Written instruction
Reformat the lines between the one containing "base of statue?" and the one containing "621 338 L 612", inclusive, as a numbered list, skipping any blank lines.

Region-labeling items
________________________________________

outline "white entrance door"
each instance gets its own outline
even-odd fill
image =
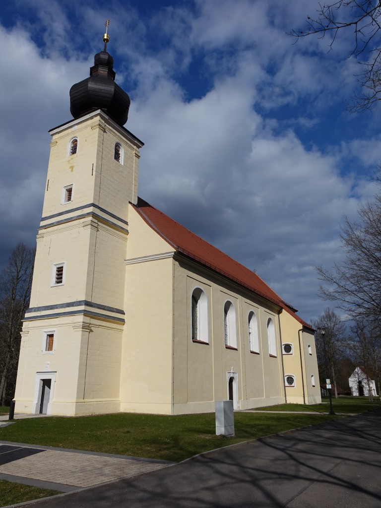
[[[238,403],[238,391],[237,386],[238,374],[237,372],[228,372],[227,379],[228,382],[228,399],[233,401],[233,407],[235,409],[239,409]]]
[[[48,411],[48,404],[50,400],[50,388],[51,387],[51,379],[41,379],[42,387],[41,388],[41,399],[40,402],[40,412],[46,415]]]

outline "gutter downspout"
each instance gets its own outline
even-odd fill
[[[303,329],[301,328],[298,330],[298,338],[299,340],[299,355],[300,356],[300,370],[302,372],[302,387],[303,387],[303,403],[305,405],[306,395],[304,391],[304,376],[303,374],[303,361],[302,360],[302,347],[300,344],[300,332],[303,332]]]
[[[283,389],[284,391],[284,403],[287,403],[287,395],[286,395],[285,391],[285,384],[284,383],[284,365],[283,363],[283,351],[282,350],[282,332],[280,329],[280,314],[282,312],[283,309],[280,309],[280,310],[278,312],[278,326],[279,328],[279,340],[280,341],[280,358],[282,359],[282,372],[283,373]]]

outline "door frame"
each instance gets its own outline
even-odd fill
[[[36,385],[35,385],[35,396],[32,405],[32,412],[35,415],[40,414],[40,407],[41,404],[41,393],[42,392],[43,379],[50,379],[50,393],[49,402],[46,409],[46,414],[50,415],[51,411],[52,402],[54,393],[54,385],[57,371],[44,371],[36,373]]]
[[[228,394],[227,400],[229,400],[229,379],[233,377],[233,409],[239,409],[240,408],[239,401],[238,400],[238,374],[237,372],[232,371],[228,371],[226,373],[226,388]]]

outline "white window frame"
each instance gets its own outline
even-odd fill
[[[289,385],[287,381],[286,380],[288,377],[292,377],[294,379],[294,383],[292,385]],[[296,386],[296,380],[295,374],[284,374],[284,386],[286,388],[295,388]]]
[[[272,318],[267,319],[267,341],[269,344],[269,355],[276,358],[276,336],[275,325]]]
[[[237,348],[236,309],[230,300],[224,304],[224,336],[226,347]]]
[[[43,355],[53,355],[55,351],[55,343],[57,340],[57,334],[55,330],[44,330],[43,336],[42,338],[42,354]],[[48,351],[46,349],[46,341],[48,335],[53,335],[53,349],[51,351]]]
[[[115,158],[115,147],[116,147],[116,146],[117,145],[119,145],[119,146],[120,147],[120,161],[117,161],[116,159]],[[117,162],[119,164],[121,164],[122,166],[123,166],[124,154],[124,151],[123,149],[123,147],[122,146],[121,143],[119,143],[119,141],[116,141],[115,144],[114,145],[114,154],[113,154],[114,160],[116,162]]]
[[[56,284],[55,282],[56,275],[57,273],[57,268],[59,268],[61,266],[64,267],[64,270],[62,273],[62,282],[60,282],[59,284]],[[53,265],[53,270],[52,272],[52,281],[50,284],[50,287],[55,287],[56,286],[61,286],[64,285],[65,283],[65,278],[66,276],[66,262],[64,261],[62,263],[56,263]]]
[[[251,353],[259,354],[258,320],[255,311],[251,309],[247,315],[249,332],[249,347]]]
[[[72,189],[72,195],[71,199],[70,201],[66,200],[67,193],[69,189]],[[62,195],[61,196],[61,205],[67,205],[68,203],[73,202],[73,192],[74,189],[74,184],[73,183],[71,183],[70,185],[65,185],[65,187],[62,188]]]
[[[193,306],[192,300],[195,298],[197,304],[197,333],[193,336]],[[208,298],[206,293],[199,286],[194,288],[190,299],[190,337],[193,341],[209,343],[209,326],[208,319]]]
[[[70,153],[71,152],[71,151],[72,151],[72,143],[73,143],[73,142],[74,141],[75,139],[77,140],[77,151],[76,151],[75,153],[72,154],[72,153]],[[78,138],[76,136],[75,136],[74,137],[74,138],[72,138],[72,139],[69,142],[69,145],[68,145],[68,157],[73,157],[74,155],[77,155],[77,154],[78,153],[78,146],[79,146],[79,141],[78,141]]]
[[[284,346],[291,346],[291,351],[290,353],[287,353],[284,351]],[[284,356],[288,356],[290,355],[294,354],[294,344],[292,344],[291,342],[284,342],[284,344],[282,344],[282,354]]]

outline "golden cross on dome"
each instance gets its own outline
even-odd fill
[[[106,33],[103,34],[103,42],[105,43],[105,48],[103,50],[104,51],[106,51],[106,45],[110,40],[110,36],[107,33],[107,29],[109,27],[109,25],[111,22],[111,20],[108,19],[105,23],[105,26],[106,26]]]

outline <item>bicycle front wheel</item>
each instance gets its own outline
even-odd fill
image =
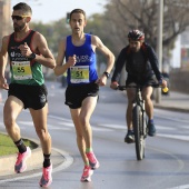
[[[135,142],[136,142],[136,155],[138,160],[145,158],[145,137],[142,135],[142,111],[141,107],[136,106],[132,110],[132,125],[135,132]]]

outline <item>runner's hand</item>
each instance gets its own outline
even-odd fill
[[[6,78],[0,78],[0,88],[9,90],[9,84],[7,83],[7,79]]]

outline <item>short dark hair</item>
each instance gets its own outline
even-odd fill
[[[71,12],[70,12],[70,19],[71,19],[71,16],[73,13],[82,13],[84,16],[84,19],[86,19],[86,12],[82,10],[82,9],[73,9]]]
[[[19,2],[13,7],[13,10],[22,10],[24,14],[32,14],[31,7],[26,2]]]

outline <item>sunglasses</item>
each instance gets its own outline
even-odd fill
[[[29,16],[11,16],[12,20],[22,20],[23,18],[29,17]]]

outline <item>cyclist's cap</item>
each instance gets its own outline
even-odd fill
[[[145,33],[140,30],[130,30],[128,33],[128,39],[133,41],[140,41],[145,39]]]

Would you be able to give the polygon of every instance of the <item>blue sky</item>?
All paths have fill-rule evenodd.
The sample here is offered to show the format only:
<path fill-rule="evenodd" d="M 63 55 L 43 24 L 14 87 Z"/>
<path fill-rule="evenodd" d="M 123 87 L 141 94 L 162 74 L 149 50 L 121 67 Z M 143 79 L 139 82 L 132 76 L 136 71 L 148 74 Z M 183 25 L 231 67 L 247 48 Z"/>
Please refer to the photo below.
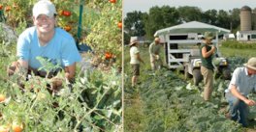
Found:
<path fill-rule="evenodd" d="M 202 11 L 210 9 L 229 11 L 234 8 L 240 9 L 248 6 L 252 10 L 256 8 L 256 0 L 123 0 L 124 15 L 133 11 L 148 12 L 153 6 L 178 8 L 180 6 L 198 7 Z"/>

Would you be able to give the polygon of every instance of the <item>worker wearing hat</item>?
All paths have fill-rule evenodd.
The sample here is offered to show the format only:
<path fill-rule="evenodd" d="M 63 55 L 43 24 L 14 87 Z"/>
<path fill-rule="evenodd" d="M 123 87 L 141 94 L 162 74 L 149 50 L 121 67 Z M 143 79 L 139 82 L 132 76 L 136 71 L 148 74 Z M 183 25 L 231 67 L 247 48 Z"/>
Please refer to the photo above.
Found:
<path fill-rule="evenodd" d="M 163 63 L 160 58 L 161 42 L 159 38 L 155 38 L 154 41 L 149 45 L 150 65 L 152 70 L 159 69 Z"/>
<path fill-rule="evenodd" d="M 247 96 L 256 90 L 256 57 L 250 58 L 243 66 L 234 70 L 225 96 L 230 106 L 228 117 L 246 127 L 249 106 L 256 105 L 255 100 Z"/>
<path fill-rule="evenodd" d="M 39 58 L 46 59 L 65 71 L 65 78 L 73 81 L 76 63 L 81 60 L 74 38 L 65 30 L 56 27 L 56 9 L 49 0 L 40 0 L 33 7 L 34 26 L 23 31 L 17 40 L 17 62 L 9 68 L 9 75 L 17 69 L 33 71 L 41 77 L 52 77 L 57 68 L 50 73 L 42 66 Z M 43 67 L 43 68 L 42 68 Z"/>
<path fill-rule="evenodd" d="M 204 77 L 204 99 L 208 101 L 213 90 L 213 69 L 212 57 L 215 52 L 215 46 L 211 44 L 213 33 L 206 32 L 204 41 L 200 47 L 200 55 L 202 60 L 201 73 Z"/>
<path fill-rule="evenodd" d="M 137 40 L 132 40 L 130 44 L 130 65 L 133 69 L 132 87 L 134 88 L 138 83 L 140 76 L 140 63 L 144 63 L 140 56 L 139 43 Z"/>

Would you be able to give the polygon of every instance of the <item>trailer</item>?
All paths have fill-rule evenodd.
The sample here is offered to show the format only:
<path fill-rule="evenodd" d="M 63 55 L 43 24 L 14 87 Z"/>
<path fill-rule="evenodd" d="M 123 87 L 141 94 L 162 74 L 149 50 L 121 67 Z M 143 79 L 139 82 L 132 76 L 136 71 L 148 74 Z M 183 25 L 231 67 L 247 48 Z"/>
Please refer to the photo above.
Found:
<path fill-rule="evenodd" d="M 159 37 L 165 43 L 166 63 L 170 68 L 178 68 L 184 71 L 185 78 L 193 77 L 195 85 L 198 85 L 203 76 L 200 71 L 201 57 L 200 45 L 203 43 L 202 37 L 205 32 L 215 33 L 212 43 L 217 47 L 214 63 L 216 75 L 230 79 L 231 71 L 227 59 L 221 57 L 218 50 L 218 36 L 230 33 L 229 30 L 192 21 L 166 29 L 156 31 L 155 37 Z"/>

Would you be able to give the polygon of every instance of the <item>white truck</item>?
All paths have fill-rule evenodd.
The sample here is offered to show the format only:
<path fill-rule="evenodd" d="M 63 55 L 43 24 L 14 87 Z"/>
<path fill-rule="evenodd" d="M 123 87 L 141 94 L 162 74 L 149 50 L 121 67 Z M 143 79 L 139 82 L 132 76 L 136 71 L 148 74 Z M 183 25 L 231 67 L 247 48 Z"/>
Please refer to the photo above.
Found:
<path fill-rule="evenodd" d="M 229 30 L 215 27 L 212 25 L 192 21 L 177 26 L 158 30 L 155 37 L 158 36 L 165 43 L 166 63 L 170 68 L 178 68 L 184 70 L 185 78 L 192 77 L 195 85 L 198 85 L 203 76 L 200 71 L 201 57 L 199 47 L 203 40 L 202 34 L 206 31 L 216 33 L 212 43 L 218 49 L 218 36 L 229 33 Z M 231 71 L 228 62 L 220 57 L 217 50 L 213 59 L 216 76 L 222 76 L 224 79 L 230 79 Z"/>

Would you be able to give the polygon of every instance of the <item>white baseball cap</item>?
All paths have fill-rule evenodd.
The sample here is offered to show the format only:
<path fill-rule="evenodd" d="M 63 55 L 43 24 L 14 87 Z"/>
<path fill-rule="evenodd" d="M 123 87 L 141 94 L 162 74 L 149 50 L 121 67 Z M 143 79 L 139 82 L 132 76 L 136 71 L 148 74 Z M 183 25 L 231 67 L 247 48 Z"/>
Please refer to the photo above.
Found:
<path fill-rule="evenodd" d="M 40 14 L 52 17 L 56 14 L 55 6 L 49 0 L 39 0 L 33 7 L 33 16 L 37 18 Z"/>

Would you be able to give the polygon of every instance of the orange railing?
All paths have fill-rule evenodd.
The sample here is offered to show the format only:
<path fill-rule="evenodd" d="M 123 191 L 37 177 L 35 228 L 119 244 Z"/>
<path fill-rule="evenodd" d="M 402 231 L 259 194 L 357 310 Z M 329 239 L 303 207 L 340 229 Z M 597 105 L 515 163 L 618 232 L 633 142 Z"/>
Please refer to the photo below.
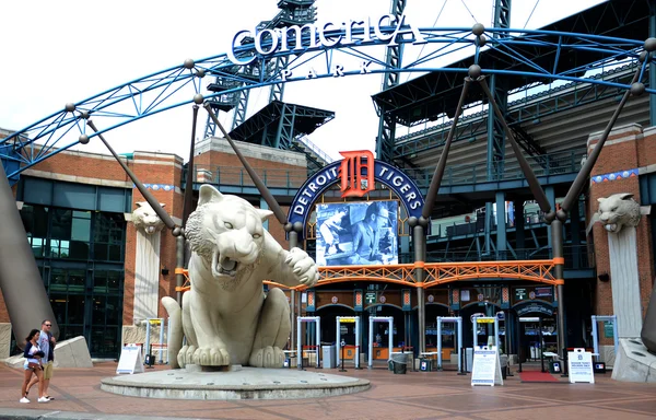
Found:
<path fill-rule="evenodd" d="M 320 267 L 320 279 L 316 287 L 347 281 L 380 281 L 403 284 L 412 288 L 429 288 L 460 280 L 475 279 L 514 279 L 537 281 L 547 284 L 562 284 L 562 280 L 553 276 L 552 259 L 525 261 L 471 261 L 471 262 L 424 262 L 424 281 L 418 282 L 414 269 L 421 262 L 397 264 L 388 266 L 335 266 Z M 185 284 L 176 291 L 189 290 L 187 270 Z M 282 289 L 304 290 L 305 287 L 291 288 L 272 281 L 266 284 Z"/>

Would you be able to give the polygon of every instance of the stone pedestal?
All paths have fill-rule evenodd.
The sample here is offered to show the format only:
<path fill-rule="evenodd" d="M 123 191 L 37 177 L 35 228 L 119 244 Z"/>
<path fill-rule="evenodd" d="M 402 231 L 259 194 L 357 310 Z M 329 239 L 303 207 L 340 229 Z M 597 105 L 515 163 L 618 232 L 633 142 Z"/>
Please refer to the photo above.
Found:
<path fill-rule="evenodd" d="M 0 323 L 0 360 L 9 358 L 11 352 L 11 324 Z"/>
<path fill-rule="evenodd" d="M 23 354 L 13 355 L 4 361 L 4 364 L 13 369 L 23 369 L 24 363 Z M 57 343 L 55 368 L 93 368 L 84 337 L 74 337 Z"/>
<path fill-rule="evenodd" d="M 614 366 L 614 346 L 599 346 L 599 360 L 606 362 L 606 368 Z"/>
<path fill-rule="evenodd" d="M 608 234 L 612 310 L 618 317 L 620 338 L 640 337 L 642 305 L 635 228 L 624 226 L 618 234 Z"/>
<path fill-rule="evenodd" d="M 620 339 L 612 378 L 622 382 L 656 383 L 656 355 L 639 338 Z"/>
<path fill-rule="evenodd" d="M 134 323 L 157 317 L 160 307 L 160 241 L 162 234 L 137 230 Z"/>

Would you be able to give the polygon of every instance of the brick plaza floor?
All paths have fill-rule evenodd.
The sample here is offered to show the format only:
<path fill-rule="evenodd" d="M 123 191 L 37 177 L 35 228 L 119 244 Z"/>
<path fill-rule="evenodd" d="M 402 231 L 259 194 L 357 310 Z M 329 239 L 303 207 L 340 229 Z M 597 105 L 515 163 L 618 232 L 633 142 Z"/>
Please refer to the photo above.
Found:
<path fill-rule="evenodd" d="M 157 369 L 167 369 L 159 366 Z M 116 363 L 93 369 L 59 369 L 50 385 L 56 399 L 19 404 L 23 372 L 0 366 L 0 418 L 11 410 L 43 410 L 130 417 L 161 416 L 207 419 L 655 419 L 656 384 L 629 384 L 596 375 L 596 384 L 522 383 L 518 375 L 504 386 L 476 387 L 470 376 L 455 372 L 408 372 L 395 375 L 380 368 L 343 373 L 367 378 L 370 390 L 321 399 L 200 401 L 124 397 L 101 390 L 102 377 L 114 376 Z M 340 374 L 338 370 L 328 373 Z M 37 411 L 38 410 L 38 411 Z"/>

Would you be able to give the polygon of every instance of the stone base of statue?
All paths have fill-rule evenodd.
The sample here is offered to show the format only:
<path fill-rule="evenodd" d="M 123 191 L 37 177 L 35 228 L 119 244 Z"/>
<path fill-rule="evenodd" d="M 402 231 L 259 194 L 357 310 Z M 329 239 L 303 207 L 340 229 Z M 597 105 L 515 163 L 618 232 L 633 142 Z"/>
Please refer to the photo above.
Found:
<path fill-rule="evenodd" d="M 621 338 L 612 378 L 622 382 L 656 383 L 656 355 L 647 351 L 640 338 Z"/>
<path fill-rule="evenodd" d="M 296 369 L 231 366 L 208 372 L 190 365 L 134 375 L 107 377 L 103 390 L 132 397 L 163 399 L 298 399 L 360 393 L 370 382 Z"/>

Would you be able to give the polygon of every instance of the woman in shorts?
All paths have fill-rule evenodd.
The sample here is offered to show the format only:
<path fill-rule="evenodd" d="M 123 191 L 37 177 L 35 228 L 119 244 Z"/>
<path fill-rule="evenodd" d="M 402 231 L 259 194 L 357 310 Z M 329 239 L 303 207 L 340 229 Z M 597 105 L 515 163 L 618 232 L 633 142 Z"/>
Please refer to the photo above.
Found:
<path fill-rule="evenodd" d="M 40 351 L 37 343 L 40 331 L 38 329 L 33 329 L 25 338 L 25 351 L 23 352 L 23 355 L 26 359 L 24 364 L 25 377 L 23 380 L 23 387 L 21 388 L 20 402 L 30 402 L 30 399 L 27 399 L 27 384 L 32 378 L 32 374 L 35 374 L 36 377 L 38 377 L 38 401 L 49 401 L 49 399 L 44 396 L 44 372 L 40 361 L 45 354 Z"/>

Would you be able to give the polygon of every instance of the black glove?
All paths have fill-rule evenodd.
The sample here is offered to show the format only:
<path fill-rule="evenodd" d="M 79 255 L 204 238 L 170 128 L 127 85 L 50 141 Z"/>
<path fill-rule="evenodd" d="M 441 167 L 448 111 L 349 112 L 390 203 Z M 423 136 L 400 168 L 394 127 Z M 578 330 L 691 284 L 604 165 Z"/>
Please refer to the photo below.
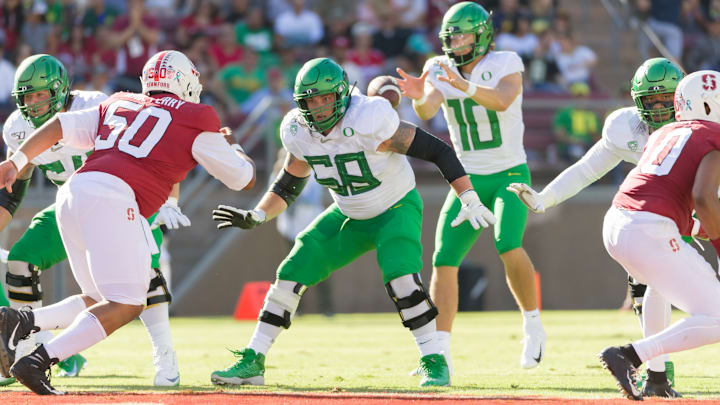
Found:
<path fill-rule="evenodd" d="M 218 229 L 236 226 L 242 229 L 252 229 L 265 222 L 265 212 L 263 210 L 241 210 L 229 205 L 218 205 L 213 210 L 213 221 L 220 222 Z"/>

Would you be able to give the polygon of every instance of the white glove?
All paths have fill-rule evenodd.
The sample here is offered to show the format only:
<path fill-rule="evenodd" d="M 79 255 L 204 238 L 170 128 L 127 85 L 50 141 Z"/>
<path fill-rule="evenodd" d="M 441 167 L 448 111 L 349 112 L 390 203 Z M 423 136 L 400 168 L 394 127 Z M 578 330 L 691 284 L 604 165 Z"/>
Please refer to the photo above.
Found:
<path fill-rule="evenodd" d="M 482 205 L 480 197 L 478 197 L 475 190 L 466 190 L 460 194 L 458 198 L 460 198 L 462 202 L 462 207 L 460 208 L 458 216 L 450 223 L 450 226 L 453 228 L 465 221 L 469 221 L 470 225 L 472 225 L 475 230 L 478 230 L 481 227 L 487 228 L 497 221 L 495 215 L 493 215 L 487 207 Z"/>
<path fill-rule="evenodd" d="M 542 214 L 545 212 L 545 205 L 542 203 L 542 198 L 537 191 L 533 190 L 532 187 L 524 183 L 511 183 L 506 187 L 508 191 L 512 191 L 516 196 L 525 204 L 530 211 L 536 214 Z"/>
<path fill-rule="evenodd" d="M 155 229 L 162 224 L 165 224 L 168 229 L 190 226 L 190 219 L 180 211 L 180 207 L 177 205 L 177 198 L 168 197 L 165 204 L 158 210 L 158 215 L 155 217 L 150 228 Z"/>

________________________________________

Full answer
1. Would you be able to give the polygon of every instance of the stone base of statue?
2. All paths have fill-rule evenodd.
3. The sample here is offered to show the format only:
4. <path fill-rule="evenodd" d="M 123 191 L 37 177 L 35 228 L 119 244 Z"/>
5. <path fill-rule="evenodd" d="M 402 231 L 259 194 L 357 310 Z M 329 239 L 303 207 L 340 229 Z M 597 105 L 515 163 L 618 232 L 633 142 Z"/>
6. Please refer to the photo above.
7. Found:
8. <path fill-rule="evenodd" d="M 621 338 L 612 378 L 622 382 L 656 383 L 656 355 L 647 351 L 640 338 Z"/>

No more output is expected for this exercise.